Records drawn from a dataset:
........

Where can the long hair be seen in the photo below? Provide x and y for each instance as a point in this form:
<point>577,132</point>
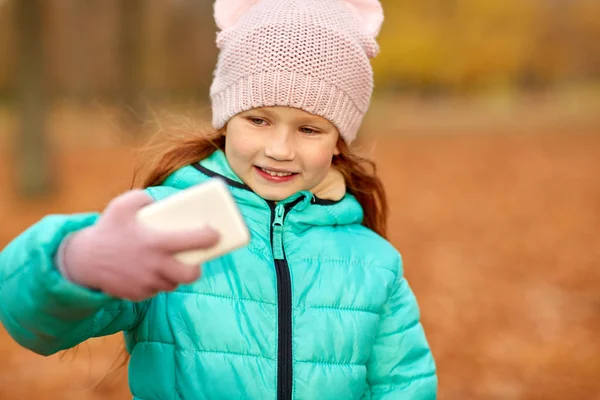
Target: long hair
<point>170,150</point>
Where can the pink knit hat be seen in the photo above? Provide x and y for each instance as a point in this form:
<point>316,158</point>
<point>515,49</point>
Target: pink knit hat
<point>307,54</point>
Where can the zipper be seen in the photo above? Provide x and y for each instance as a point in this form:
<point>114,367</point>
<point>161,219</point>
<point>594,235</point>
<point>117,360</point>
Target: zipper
<point>284,300</point>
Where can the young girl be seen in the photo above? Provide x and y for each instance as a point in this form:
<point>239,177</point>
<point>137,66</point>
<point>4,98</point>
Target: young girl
<point>316,306</point>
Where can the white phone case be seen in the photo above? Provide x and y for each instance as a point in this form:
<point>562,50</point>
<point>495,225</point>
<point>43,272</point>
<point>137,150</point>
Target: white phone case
<point>208,204</point>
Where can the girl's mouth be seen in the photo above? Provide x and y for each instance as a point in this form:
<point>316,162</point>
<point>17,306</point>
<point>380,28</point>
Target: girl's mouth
<point>275,176</point>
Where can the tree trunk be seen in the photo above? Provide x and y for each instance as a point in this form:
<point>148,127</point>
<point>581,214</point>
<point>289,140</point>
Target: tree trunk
<point>134,112</point>
<point>33,160</point>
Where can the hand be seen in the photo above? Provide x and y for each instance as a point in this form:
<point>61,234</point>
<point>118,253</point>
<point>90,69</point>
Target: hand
<point>125,259</point>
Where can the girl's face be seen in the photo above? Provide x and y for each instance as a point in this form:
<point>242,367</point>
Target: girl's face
<point>279,151</point>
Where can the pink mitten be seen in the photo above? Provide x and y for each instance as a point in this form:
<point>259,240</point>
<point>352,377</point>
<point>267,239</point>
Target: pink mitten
<point>124,259</point>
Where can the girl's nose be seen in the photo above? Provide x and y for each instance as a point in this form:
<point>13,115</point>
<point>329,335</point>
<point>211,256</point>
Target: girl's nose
<point>280,147</point>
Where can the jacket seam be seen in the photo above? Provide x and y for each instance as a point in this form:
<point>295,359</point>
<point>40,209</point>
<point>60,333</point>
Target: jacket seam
<point>333,308</point>
<point>238,299</point>
<point>346,262</point>
<point>18,271</point>
<point>411,381</point>
<point>194,351</point>
<point>328,363</point>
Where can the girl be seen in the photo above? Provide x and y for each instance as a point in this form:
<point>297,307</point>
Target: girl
<point>316,306</point>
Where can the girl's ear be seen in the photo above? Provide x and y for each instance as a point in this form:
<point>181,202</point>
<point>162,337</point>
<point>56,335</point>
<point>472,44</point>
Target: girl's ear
<point>227,12</point>
<point>369,13</point>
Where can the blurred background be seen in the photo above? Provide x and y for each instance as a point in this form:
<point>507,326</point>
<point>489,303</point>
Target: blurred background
<point>485,124</point>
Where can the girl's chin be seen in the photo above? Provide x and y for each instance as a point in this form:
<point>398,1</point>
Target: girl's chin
<point>273,194</point>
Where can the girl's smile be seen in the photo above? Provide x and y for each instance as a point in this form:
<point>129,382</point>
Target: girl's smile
<point>279,151</point>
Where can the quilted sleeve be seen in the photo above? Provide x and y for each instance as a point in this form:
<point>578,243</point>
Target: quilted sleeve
<point>43,311</point>
<point>401,365</point>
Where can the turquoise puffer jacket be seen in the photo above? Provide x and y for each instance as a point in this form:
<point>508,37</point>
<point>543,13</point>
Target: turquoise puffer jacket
<point>315,307</point>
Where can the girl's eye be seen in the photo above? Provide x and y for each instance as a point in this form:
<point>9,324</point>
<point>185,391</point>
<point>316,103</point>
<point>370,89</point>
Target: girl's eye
<point>309,131</point>
<point>257,121</point>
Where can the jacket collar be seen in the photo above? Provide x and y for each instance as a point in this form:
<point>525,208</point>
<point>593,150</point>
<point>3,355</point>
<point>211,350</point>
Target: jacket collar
<point>338,209</point>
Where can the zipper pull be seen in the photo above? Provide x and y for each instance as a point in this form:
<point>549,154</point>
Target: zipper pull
<point>278,232</point>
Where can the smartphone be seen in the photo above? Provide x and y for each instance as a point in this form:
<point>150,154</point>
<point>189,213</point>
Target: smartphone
<point>207,204</point>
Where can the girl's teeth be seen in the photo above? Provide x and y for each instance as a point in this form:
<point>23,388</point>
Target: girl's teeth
<point>272,173</point>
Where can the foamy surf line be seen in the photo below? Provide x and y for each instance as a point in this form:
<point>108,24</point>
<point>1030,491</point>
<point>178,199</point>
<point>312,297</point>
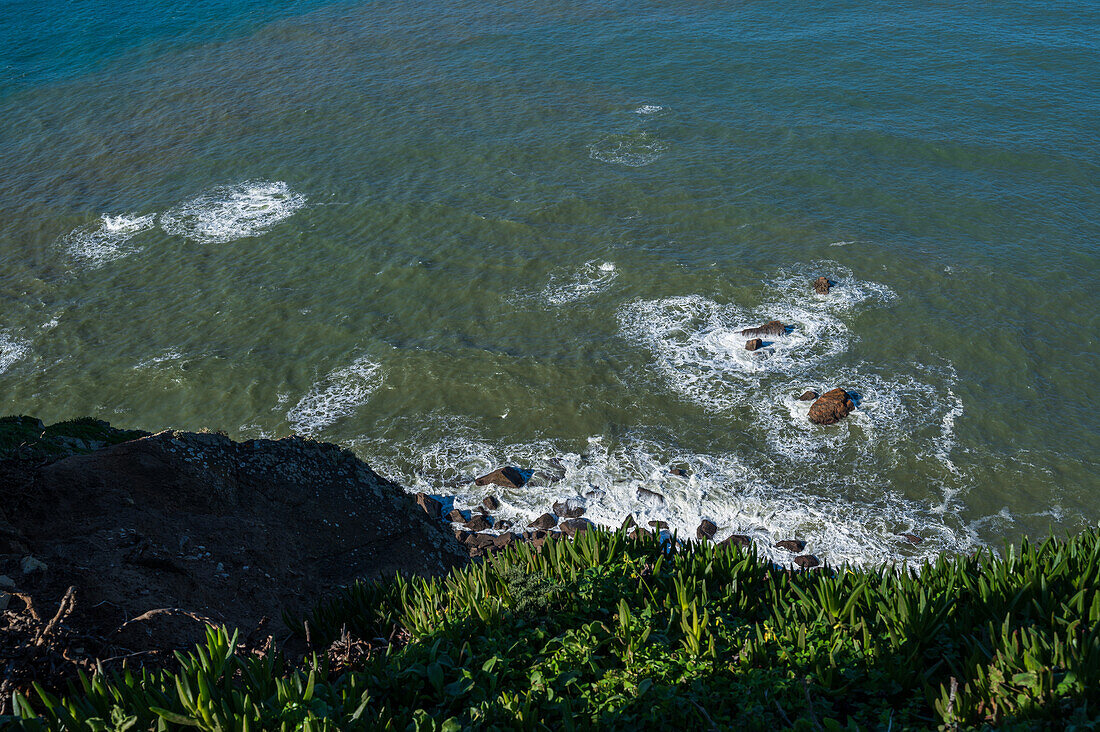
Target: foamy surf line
<point>107,239</point>
<point>635,479</point>
<point>234,211</point>
<point>591,280</point>
<point>338,395</point>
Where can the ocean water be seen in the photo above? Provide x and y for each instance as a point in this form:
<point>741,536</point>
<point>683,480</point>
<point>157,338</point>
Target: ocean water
<point>460,235</point>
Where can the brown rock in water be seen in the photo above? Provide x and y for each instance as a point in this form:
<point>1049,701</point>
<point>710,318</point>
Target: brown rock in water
<point>546,521</point>
<point>479,524</point>
<point>568,509</point>
<point>430,505</point>
<point>831,407</point>
<point>770,328</point>
<point>736,539</point>
<point>507,477</point>
<point>807,561</point>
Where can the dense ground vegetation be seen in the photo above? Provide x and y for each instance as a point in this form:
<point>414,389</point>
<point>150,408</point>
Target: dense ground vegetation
<point>620,633</point>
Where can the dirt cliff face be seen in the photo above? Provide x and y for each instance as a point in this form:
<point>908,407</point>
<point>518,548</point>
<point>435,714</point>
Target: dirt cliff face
<point>162,534</point>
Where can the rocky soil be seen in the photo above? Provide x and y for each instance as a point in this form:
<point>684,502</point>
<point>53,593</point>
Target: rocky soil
<point>120,549</point>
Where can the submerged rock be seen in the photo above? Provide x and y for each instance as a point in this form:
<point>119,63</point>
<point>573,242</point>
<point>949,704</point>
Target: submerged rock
<point>430,505</point>
<point>507,477</point>
<point>770,328</point>
<point>831,407</point>
<point>807,561</point>
<point>546,521</point>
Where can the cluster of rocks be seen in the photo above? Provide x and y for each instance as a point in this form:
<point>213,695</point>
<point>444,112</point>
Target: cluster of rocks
<point>827,408</point>
<point>565,520</point>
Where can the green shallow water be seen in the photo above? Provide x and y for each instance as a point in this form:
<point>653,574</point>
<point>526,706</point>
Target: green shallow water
<point>485,233</point>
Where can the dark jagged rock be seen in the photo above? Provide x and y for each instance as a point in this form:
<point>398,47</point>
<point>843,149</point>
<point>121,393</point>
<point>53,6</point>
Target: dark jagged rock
<point>546,521</point>
<point>507,477</point>
<point>479,524</point>
<point>771,328</point>
<point>430,505</point>
<point>736,539</point>
<point>570,509</point>
<point>807,561</point>
<point>831,407</point>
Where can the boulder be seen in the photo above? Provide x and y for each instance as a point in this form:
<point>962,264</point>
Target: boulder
<point>507,477</point>
<point>806,561</point>
<point>570,509</point>
<point>831,407</point>
<point>503,541</point>
<point>479,524</point>
<point>571,526</point>
<point>770,328</point>
<point>546,521</point>
<point>430,505</point>
<point>736,539</point>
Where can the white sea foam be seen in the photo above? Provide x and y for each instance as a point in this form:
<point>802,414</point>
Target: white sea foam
<point>859,528</point>
<point>337,395</point>
<point>700,351</point>
<point>592,279</point>
<point>235,211</point>
<point>630,149</point>
<point>107,239</point>
<point>12,349</point>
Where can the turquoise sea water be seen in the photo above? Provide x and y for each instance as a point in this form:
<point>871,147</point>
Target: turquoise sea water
<point>464,233</point>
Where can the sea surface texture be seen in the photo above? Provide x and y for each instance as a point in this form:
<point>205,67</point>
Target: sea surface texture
<point>459,235</point>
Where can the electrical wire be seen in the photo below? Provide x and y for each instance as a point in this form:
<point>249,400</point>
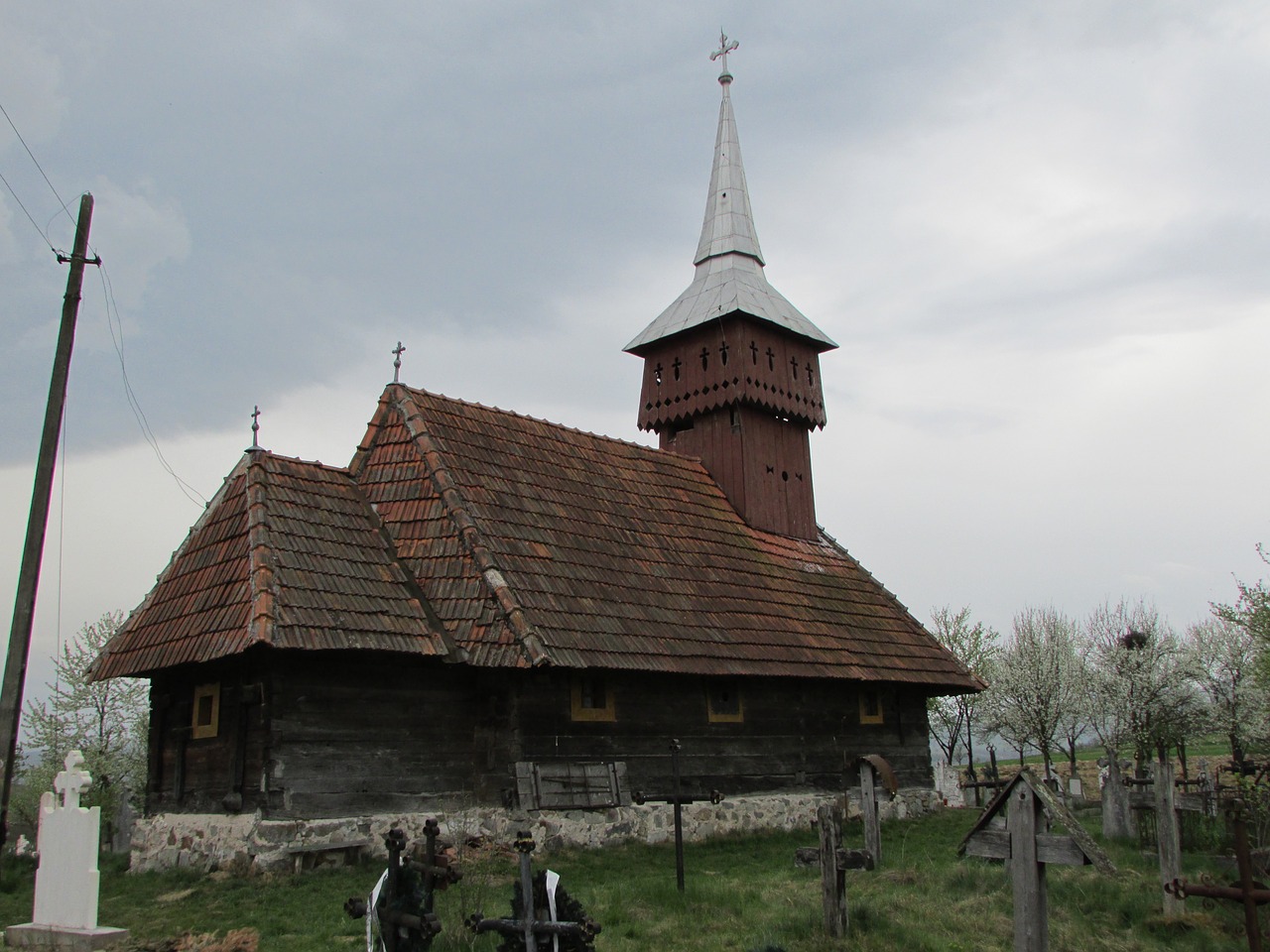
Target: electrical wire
<point>37,166</point>
<point>191,494</point>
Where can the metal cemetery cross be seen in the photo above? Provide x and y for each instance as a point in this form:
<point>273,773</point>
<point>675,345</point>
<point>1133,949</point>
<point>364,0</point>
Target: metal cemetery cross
<point>529,929</point>
<point>679,800</point>
<point>403,901</point>
<point>1029,848</point>
<point>725,46</point>
<point>1246,892</point>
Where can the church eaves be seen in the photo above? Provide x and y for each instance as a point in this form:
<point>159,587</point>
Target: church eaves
<point>729,262</point>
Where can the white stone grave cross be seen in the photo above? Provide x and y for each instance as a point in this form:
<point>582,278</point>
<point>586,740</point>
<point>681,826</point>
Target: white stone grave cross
<point>67,880</point>
<point>71,780</point>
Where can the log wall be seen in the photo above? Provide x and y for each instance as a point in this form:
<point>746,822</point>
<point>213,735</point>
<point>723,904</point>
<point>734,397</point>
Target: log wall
<point>339,734</point>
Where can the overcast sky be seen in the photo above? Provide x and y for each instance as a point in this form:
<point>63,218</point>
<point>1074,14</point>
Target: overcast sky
<point>1038,230</point>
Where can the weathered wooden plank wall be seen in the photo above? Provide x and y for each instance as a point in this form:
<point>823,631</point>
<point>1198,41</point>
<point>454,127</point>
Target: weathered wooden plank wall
<point>794,735</point>
<point>333,734</point>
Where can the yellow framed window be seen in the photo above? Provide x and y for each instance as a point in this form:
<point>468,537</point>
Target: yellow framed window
<point>207,711</point>
<point>590,698</point>
<point>870,706</point>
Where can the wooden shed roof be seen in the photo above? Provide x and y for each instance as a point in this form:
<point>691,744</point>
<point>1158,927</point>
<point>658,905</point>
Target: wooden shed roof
<point>534,543</point>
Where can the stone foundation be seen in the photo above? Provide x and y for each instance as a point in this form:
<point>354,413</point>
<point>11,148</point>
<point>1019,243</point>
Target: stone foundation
<point>249,843</point>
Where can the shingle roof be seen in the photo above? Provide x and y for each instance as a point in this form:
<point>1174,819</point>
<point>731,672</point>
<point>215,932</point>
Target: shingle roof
<point>530,543</point>
<point>289,553</point>
<point>540,543</point>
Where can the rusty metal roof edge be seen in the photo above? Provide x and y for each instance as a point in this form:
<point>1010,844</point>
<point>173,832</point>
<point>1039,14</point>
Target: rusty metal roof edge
<point>441,636</point>
<point>522,630</point>
<point>199,524</point>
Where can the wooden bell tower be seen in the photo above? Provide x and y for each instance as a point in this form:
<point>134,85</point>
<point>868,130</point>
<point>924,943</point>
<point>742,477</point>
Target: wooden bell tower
<point>731,370</point>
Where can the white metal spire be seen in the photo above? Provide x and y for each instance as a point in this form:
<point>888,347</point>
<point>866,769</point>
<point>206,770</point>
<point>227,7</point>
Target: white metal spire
<point>729,262</point>
<point>729,225</point>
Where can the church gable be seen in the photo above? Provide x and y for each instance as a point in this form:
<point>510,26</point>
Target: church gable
<point>289,555</point>
<point>603,553</point>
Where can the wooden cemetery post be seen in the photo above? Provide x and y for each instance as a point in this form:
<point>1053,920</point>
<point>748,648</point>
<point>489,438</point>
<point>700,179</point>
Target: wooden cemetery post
<point>1167,837</point>
<point>874,770</point>
<point>833,878</point>
<point>1248,892</point>
<point>1115,801</point>
<point>1028,846</point>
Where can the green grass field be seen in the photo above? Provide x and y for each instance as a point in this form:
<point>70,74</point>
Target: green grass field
<point>743,893</point>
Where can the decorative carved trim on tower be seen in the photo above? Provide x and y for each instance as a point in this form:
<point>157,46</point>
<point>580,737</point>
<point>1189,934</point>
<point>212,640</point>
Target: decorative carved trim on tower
<point>737,361</point>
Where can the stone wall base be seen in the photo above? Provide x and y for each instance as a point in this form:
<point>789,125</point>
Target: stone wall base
<point>250,843</point>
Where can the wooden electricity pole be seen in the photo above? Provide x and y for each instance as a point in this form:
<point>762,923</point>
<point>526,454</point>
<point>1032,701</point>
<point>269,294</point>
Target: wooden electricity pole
<point>28,576</point>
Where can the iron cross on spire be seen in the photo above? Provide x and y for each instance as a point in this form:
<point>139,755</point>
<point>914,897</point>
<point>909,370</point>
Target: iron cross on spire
<point>725,46</point>
<point>397,362</point>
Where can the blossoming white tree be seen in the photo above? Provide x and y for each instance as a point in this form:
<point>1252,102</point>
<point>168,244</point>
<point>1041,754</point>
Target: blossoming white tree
<point>955,719</point>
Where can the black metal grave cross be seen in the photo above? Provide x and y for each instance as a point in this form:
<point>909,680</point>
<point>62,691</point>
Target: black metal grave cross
<point>529,929</point>
<point>404,905</point>
<point>679,801</point>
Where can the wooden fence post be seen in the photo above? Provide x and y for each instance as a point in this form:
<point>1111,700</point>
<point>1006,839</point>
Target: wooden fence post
<point>833,879</point>
<point>869,810</point>
<point>1028,875</point>
<point>1167,837</point>
<point>1115,801</point>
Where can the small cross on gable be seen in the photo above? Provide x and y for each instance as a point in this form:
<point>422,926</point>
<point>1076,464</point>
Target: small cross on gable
<point>72,780</point>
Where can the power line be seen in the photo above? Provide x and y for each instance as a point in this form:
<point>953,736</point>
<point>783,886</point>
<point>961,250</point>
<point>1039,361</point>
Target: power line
<point>37,166</point>
<point>191,494</point>
<point>27,213</point>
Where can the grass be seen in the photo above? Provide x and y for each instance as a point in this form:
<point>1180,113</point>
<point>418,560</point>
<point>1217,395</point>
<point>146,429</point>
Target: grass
<point>743,895</point>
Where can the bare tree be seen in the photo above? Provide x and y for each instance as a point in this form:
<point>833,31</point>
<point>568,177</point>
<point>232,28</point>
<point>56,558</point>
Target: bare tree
<point>104,720</point>
<point>1037,687</point>
<point>953,719</point>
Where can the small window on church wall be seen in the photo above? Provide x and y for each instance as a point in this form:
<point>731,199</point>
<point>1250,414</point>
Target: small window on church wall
<point>722,702</point>
<point>207,711</point>
<point>590,698</point>
<point>870,706</point>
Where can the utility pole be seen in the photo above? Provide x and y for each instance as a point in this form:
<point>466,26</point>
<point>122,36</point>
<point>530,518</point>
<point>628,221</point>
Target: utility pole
<point>28,578</point>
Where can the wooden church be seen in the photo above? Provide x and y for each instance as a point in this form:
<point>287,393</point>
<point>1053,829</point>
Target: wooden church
<point>480,598</point>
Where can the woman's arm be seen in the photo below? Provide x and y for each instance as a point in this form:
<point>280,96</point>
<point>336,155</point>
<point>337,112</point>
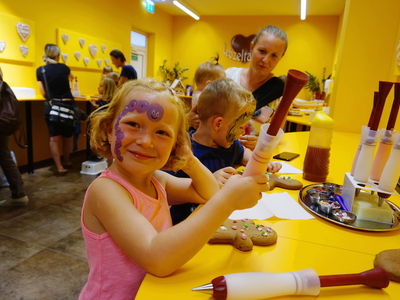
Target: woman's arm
<point>161,253</point>
<point>200,187</point>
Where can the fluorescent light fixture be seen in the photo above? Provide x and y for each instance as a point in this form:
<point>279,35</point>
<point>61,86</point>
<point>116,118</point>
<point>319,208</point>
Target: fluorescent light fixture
<point>186,10</point>
<point>303,9</point>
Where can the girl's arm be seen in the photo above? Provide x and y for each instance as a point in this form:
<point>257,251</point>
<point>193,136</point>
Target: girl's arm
<point>41,89</point>
<point>200,187</point>
<point>161,253</point>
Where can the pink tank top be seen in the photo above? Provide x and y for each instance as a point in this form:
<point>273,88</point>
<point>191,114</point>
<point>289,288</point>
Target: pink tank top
<point>112,274</point>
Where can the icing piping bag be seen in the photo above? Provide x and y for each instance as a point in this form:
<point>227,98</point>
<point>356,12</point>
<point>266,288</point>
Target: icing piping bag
<point>271,134</point>
<point>240,286</point>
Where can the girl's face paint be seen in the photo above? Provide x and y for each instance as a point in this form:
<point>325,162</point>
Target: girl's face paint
<point>154,113</point>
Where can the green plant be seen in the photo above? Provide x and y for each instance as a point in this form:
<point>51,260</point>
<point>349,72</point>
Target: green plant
<point>314,85</point>
<point>170,74</point>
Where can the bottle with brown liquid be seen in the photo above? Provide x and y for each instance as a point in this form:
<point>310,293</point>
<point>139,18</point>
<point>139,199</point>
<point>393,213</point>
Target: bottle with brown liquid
<point>316,162</point>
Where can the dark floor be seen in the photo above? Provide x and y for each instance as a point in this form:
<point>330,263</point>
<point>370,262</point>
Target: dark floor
<point>42,254</point>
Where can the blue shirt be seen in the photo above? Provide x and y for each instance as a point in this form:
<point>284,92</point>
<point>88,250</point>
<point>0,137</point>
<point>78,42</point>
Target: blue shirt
<point>216,158</point>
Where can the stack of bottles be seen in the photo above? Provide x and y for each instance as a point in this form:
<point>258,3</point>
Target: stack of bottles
<point>384,167</point>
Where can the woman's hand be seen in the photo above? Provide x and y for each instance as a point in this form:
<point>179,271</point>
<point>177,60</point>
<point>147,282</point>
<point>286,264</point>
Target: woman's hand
<point>248,141</point>
<point>222,175</point>
<point>274,167</point>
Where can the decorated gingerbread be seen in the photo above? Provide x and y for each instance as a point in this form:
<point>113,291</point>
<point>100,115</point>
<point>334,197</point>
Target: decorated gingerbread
<point>243,234</point>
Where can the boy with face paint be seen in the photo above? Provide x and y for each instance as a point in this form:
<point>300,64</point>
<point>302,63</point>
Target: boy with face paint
<point>224,108</point>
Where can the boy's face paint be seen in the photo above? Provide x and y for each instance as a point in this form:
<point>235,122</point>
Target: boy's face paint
<point>154,113</point>
<point>236,129</point>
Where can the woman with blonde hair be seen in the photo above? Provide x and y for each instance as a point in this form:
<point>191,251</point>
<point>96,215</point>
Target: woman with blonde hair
<point>53,80</point>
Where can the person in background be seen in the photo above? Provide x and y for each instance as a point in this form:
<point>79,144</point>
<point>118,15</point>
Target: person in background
<point>267,49</point>
<point>125,220</point>
<point>57,76</point>
<point>205,73</point>
<point>10,169</point>
<point>107,70</point>
<point>127,72</point>
<point>106,89</point>
<point>114,76</point>
<point>224,108</point>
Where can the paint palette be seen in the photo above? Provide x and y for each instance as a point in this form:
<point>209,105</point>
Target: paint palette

........

### [EXERCISE PROMPT]
Using the data above, reproduce exactly the lines between those holding "<point>297,307</point>" and "Where can the girl's chin", inclusive, and no others.

### [REPLY]
<point>297,307</point>
Target: girl
<point>316,306</point>
Where can the girl's ear be seen in the photo above? Provide x and y for each instance as a point in this form:
<point>181,202</point>
<point>162,337</point>
<point>56,335</point>
<point>472,44</point>
Target: girl's ear
<point>227,12</point>
<point>369,13</point>
Where can the blurred background be seen in the photo above? Provide x and y for each instance as a point in this form:
<point>507,326</point>
<point>489,303</point>
Target: blurred background
<point>485,124</point>
Where can the girl's chin be seen in the photo above? Provide x and y for each instance as a point in this form:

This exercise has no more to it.